Return each line below that contains the word "blue", copying it in full and unchanged.
# # #
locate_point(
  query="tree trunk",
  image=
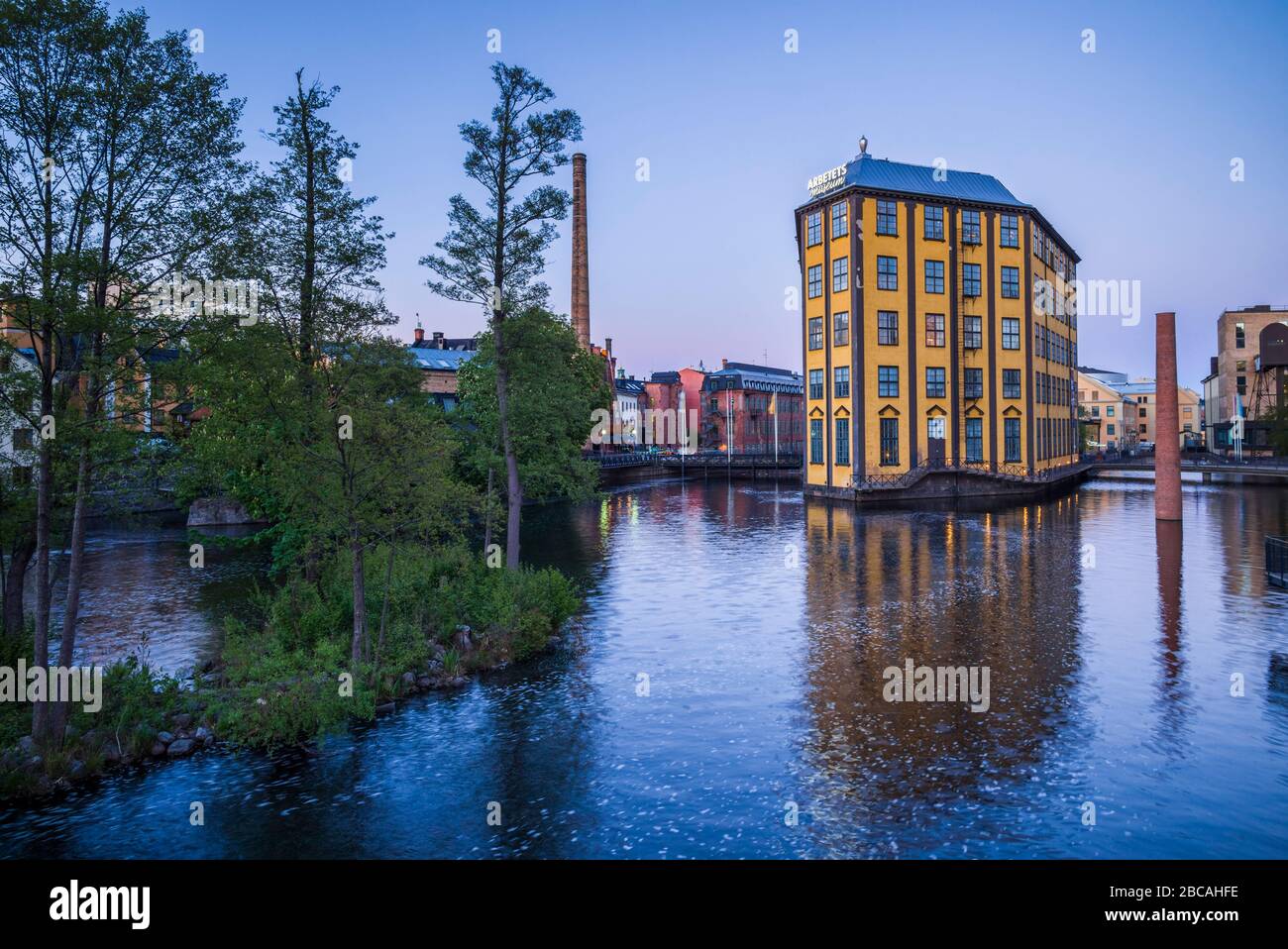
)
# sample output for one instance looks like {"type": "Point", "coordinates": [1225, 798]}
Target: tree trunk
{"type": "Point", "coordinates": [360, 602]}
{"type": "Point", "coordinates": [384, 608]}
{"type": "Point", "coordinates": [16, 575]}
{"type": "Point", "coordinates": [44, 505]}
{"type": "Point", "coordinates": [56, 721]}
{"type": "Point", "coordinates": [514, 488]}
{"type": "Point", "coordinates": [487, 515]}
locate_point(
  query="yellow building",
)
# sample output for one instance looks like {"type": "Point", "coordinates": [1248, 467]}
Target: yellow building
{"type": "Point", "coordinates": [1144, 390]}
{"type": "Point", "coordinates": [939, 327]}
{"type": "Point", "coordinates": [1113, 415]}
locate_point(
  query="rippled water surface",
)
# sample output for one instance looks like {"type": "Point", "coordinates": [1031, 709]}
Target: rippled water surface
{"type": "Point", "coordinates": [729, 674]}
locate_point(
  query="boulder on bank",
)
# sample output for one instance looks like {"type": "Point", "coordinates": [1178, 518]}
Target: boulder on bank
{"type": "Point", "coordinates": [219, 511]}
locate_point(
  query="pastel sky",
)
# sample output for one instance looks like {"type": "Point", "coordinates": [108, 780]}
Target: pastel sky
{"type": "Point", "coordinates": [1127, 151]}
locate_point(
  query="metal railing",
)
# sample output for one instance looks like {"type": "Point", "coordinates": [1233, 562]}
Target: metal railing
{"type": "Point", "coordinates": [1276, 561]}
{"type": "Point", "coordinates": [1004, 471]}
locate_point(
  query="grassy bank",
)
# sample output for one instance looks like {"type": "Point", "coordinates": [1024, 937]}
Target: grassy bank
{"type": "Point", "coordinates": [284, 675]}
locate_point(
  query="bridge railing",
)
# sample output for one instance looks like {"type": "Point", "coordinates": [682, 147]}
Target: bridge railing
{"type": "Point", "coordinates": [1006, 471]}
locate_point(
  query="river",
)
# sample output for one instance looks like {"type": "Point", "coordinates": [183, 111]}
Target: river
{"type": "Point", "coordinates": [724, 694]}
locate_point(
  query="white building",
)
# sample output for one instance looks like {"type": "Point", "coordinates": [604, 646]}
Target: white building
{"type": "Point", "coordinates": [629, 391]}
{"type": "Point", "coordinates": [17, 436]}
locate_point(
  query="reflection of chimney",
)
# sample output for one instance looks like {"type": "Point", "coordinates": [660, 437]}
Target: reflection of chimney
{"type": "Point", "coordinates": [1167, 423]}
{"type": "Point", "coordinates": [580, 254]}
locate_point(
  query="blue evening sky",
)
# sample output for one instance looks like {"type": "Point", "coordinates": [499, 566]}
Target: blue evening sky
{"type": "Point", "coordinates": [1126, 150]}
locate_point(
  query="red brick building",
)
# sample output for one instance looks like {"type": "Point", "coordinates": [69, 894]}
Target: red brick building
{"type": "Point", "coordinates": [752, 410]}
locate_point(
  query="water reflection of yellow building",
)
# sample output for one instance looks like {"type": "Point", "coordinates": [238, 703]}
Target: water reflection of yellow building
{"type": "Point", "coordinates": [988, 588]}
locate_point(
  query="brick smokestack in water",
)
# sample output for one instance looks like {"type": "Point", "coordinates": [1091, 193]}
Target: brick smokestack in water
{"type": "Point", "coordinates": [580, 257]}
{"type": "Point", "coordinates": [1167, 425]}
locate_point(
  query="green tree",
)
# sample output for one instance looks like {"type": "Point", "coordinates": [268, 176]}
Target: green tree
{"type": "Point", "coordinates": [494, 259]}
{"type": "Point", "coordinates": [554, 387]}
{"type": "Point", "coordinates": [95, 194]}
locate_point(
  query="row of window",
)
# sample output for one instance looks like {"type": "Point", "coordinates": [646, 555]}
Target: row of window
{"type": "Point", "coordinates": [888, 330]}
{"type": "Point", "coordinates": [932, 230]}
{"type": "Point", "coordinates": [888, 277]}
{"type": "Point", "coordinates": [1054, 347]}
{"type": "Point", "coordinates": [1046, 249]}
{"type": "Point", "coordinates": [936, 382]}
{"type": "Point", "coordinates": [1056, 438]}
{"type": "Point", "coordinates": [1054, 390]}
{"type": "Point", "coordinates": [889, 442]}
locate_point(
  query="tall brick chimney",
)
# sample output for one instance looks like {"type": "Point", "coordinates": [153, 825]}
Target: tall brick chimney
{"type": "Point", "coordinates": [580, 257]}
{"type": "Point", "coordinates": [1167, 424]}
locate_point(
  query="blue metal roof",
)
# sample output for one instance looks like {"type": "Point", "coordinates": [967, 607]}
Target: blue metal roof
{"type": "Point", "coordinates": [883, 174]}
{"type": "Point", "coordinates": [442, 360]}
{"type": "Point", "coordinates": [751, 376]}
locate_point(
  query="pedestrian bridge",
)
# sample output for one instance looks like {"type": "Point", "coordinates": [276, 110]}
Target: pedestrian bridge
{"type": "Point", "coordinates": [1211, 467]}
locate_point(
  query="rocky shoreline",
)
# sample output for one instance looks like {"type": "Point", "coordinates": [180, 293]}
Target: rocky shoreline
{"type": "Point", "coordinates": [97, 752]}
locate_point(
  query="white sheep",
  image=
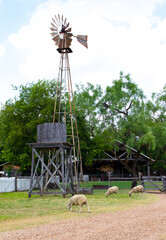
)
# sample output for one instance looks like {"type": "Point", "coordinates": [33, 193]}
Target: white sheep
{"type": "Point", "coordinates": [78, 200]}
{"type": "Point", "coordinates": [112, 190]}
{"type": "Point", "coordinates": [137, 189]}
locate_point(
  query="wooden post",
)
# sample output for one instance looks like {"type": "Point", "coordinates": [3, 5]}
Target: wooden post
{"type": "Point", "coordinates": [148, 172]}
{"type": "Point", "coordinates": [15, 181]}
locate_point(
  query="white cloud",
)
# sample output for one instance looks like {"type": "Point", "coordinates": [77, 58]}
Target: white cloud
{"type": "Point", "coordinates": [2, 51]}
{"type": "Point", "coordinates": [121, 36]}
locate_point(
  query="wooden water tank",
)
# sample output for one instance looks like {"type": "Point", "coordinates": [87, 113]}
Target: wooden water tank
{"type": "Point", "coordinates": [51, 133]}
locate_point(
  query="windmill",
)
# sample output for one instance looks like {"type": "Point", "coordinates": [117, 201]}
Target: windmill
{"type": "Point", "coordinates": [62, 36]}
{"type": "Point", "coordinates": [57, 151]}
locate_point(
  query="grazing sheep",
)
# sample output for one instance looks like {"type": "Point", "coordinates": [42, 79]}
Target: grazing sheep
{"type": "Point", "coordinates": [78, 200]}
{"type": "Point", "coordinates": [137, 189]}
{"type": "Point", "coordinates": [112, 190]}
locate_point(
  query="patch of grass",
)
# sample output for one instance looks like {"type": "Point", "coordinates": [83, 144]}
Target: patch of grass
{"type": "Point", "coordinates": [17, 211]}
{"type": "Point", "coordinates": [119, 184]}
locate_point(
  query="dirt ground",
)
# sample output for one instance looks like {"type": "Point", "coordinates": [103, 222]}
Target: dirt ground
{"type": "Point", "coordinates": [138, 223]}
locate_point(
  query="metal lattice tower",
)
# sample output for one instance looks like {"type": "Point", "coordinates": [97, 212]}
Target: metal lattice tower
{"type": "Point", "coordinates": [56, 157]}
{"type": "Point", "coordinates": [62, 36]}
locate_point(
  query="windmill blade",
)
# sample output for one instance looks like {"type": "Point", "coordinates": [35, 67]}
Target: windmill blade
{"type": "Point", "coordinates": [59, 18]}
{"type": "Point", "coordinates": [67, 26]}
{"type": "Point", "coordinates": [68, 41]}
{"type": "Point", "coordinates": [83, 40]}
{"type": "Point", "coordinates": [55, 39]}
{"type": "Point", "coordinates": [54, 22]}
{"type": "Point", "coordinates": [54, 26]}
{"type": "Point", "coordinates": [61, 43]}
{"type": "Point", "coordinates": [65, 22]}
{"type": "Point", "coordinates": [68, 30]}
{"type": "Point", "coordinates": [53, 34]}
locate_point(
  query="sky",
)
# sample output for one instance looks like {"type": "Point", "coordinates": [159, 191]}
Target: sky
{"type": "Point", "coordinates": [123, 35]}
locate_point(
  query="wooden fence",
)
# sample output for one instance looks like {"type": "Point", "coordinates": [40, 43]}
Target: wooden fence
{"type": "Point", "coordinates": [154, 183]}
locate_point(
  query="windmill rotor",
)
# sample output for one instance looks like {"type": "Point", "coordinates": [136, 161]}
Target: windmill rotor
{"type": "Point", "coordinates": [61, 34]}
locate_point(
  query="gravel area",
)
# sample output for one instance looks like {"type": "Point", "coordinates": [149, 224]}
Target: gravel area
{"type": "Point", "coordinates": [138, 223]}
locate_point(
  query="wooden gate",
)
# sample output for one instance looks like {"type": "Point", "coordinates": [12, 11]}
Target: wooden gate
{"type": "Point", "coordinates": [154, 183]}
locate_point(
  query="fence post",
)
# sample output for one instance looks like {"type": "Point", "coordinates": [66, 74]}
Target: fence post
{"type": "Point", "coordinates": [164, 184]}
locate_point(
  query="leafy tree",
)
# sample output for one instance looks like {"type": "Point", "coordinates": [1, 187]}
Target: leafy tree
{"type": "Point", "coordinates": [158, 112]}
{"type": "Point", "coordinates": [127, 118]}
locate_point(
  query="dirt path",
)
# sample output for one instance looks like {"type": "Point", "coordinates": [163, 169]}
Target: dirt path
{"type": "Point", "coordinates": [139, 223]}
# # #
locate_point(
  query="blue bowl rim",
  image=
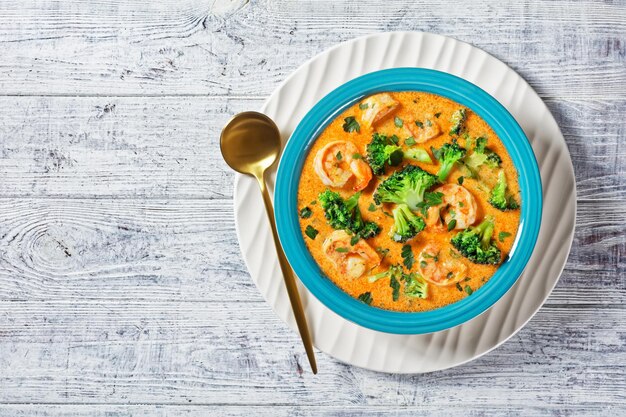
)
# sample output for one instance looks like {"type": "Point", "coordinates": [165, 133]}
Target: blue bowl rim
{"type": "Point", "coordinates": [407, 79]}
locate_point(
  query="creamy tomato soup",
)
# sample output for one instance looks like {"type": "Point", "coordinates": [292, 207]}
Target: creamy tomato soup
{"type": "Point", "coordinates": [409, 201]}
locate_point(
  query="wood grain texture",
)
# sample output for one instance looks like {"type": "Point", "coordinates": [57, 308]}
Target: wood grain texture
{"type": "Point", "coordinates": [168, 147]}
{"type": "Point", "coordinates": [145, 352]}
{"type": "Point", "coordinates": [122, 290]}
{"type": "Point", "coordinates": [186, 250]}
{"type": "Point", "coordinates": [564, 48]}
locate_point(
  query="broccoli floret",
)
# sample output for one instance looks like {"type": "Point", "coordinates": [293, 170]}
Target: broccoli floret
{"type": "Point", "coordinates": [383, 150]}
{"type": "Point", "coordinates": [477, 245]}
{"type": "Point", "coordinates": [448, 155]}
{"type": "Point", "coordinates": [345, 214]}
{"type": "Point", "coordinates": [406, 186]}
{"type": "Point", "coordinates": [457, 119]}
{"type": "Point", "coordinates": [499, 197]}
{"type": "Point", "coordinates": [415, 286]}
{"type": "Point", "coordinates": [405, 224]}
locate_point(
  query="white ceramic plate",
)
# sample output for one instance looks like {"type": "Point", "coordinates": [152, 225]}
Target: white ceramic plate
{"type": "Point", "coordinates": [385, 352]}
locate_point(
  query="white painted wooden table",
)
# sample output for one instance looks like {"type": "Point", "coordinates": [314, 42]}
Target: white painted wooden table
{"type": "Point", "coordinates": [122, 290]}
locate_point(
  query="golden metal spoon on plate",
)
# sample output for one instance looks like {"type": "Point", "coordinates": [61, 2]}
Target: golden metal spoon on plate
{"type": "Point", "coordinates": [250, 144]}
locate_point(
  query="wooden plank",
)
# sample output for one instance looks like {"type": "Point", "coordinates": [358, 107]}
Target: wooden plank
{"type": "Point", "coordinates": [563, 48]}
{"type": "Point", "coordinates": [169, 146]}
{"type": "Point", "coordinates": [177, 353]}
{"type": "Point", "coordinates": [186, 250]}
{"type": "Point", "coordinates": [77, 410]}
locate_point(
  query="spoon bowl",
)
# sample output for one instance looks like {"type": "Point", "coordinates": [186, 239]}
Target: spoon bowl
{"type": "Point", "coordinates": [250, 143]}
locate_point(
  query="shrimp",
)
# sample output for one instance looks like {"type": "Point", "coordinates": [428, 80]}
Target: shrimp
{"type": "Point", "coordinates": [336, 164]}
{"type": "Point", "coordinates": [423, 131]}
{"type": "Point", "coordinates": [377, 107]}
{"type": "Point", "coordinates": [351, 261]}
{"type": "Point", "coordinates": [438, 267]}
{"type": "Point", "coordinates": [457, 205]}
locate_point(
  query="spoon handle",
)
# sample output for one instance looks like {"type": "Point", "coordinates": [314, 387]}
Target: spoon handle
# # #
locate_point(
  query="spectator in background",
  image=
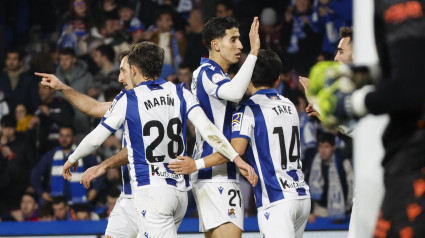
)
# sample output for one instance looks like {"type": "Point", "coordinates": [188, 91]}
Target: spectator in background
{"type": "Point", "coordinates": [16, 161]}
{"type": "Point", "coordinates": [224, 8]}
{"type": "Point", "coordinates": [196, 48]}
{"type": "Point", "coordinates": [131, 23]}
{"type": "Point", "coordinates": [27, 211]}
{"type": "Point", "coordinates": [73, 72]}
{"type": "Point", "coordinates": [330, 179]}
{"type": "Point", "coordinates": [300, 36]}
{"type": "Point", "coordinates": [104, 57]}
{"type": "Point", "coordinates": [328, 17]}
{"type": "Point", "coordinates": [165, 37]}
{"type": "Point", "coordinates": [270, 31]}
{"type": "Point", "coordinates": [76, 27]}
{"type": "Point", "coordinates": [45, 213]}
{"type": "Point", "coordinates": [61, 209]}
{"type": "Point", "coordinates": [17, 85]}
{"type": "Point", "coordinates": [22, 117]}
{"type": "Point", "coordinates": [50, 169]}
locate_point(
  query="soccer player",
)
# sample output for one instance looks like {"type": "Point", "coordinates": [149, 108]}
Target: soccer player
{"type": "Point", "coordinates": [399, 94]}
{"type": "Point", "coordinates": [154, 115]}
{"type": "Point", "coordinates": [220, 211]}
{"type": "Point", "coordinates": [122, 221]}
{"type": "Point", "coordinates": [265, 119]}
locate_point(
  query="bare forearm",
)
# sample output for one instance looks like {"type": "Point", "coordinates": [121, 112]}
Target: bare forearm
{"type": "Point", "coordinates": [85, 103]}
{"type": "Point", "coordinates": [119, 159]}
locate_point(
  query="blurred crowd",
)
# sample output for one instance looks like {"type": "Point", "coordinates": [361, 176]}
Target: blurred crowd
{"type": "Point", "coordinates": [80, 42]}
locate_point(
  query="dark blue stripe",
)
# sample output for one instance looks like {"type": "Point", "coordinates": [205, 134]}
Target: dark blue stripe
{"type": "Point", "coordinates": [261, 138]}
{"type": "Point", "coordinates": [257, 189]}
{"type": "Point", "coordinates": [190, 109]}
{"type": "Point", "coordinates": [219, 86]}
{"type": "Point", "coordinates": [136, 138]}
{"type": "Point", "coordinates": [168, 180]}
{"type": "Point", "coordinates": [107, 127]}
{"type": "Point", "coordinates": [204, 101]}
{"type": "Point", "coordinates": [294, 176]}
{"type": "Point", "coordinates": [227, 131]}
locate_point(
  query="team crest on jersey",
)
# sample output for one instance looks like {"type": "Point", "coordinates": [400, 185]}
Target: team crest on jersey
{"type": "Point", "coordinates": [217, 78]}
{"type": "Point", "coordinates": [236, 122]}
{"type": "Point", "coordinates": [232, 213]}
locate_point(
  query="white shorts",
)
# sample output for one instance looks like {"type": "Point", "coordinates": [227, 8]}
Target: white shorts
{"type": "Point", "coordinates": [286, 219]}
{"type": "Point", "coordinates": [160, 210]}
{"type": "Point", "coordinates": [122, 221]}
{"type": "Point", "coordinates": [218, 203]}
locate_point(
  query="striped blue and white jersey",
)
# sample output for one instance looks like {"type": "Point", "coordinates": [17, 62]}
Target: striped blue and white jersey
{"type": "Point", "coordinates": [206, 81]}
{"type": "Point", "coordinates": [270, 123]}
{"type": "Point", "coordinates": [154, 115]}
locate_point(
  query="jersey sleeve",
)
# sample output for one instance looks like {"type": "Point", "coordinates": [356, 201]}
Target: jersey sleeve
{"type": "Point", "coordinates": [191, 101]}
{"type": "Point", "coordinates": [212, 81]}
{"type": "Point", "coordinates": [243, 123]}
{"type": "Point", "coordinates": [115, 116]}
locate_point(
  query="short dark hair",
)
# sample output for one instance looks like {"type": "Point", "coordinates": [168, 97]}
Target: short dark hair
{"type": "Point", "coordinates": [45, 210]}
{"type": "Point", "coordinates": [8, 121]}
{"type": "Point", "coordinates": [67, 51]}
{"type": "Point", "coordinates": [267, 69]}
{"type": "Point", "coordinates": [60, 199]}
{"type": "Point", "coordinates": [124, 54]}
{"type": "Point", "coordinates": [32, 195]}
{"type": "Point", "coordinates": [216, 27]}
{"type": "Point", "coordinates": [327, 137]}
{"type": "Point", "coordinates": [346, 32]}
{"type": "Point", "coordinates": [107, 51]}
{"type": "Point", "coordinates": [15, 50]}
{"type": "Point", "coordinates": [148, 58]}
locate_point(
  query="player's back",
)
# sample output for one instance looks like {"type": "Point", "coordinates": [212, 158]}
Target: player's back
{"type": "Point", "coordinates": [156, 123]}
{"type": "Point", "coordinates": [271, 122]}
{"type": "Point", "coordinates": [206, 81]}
# # #
> **Answer below**
  query="blue evening sky",
Target: blue evening sky
  query="blue metal roof",
Target: blue metal roof
  query="blue bowl rim",
Target: blue bowl rim
  query="dark blue stripe",
Target: dark blue stripe
  query="striped blue and white jersey",
Target: striped blue and white jersey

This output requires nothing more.